→ **BRIEF**
Filter the records for lines holding the string "finger".

*** Opening of MATERIAL FOR THIS EXERCISE ***

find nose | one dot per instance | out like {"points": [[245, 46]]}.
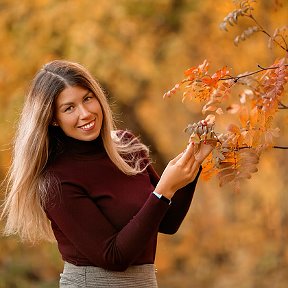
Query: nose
{"points": [[83, 112]]}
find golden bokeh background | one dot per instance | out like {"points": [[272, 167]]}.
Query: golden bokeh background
{"points": [[138, 50]]}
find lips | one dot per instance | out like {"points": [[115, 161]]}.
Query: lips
{"points": [[89, 126]]}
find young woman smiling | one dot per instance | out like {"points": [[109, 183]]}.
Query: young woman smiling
{"points": [[77, 179]]}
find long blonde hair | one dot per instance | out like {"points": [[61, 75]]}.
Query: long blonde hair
{"points": [[27, 182]]}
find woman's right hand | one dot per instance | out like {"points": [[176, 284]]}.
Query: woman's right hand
{"points": [[183, 169]]}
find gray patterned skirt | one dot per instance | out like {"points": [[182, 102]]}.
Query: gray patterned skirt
{"points": [[142, 276]]}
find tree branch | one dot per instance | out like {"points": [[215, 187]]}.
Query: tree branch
{"points": [[236, 78]]}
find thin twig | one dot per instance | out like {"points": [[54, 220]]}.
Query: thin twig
{"points": [[280, 147], [236, 78]]}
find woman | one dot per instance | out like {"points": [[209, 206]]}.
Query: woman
{"points": [[75, 178]]}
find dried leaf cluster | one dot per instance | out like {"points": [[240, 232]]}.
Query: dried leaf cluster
{"points": [[239, 148]]}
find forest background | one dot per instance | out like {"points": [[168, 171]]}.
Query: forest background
{"points": [[138, 50]]}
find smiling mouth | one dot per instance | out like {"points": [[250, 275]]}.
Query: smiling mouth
{"points": [[88, 126]]}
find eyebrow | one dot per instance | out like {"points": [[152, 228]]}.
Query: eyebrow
{"points": [[70, 103]]}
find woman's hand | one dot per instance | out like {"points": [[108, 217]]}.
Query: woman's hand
{"points": [[183, 169]]}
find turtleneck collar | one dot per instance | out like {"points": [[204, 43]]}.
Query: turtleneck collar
{"points": [[84, 148]]}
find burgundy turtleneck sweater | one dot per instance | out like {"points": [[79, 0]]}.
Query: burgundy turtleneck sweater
{"points": [[103, 217]]}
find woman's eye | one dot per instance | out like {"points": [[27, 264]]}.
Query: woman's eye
{"points": [[68, 109], [88, 98]]}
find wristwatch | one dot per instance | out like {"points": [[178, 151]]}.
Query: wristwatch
{"points": [[163, 198]]}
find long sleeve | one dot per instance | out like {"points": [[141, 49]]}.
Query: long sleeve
{"points": [[180, 204]]}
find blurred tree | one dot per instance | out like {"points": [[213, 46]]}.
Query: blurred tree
{"points": [[137, 49]]}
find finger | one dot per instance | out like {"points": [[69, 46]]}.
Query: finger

*** Close of MATERIAL FOR THIS EXERCISE ***

→ **RESULT**
find finger | one dot per instance | out like {"points": [[69, 46]]}.
Query: finger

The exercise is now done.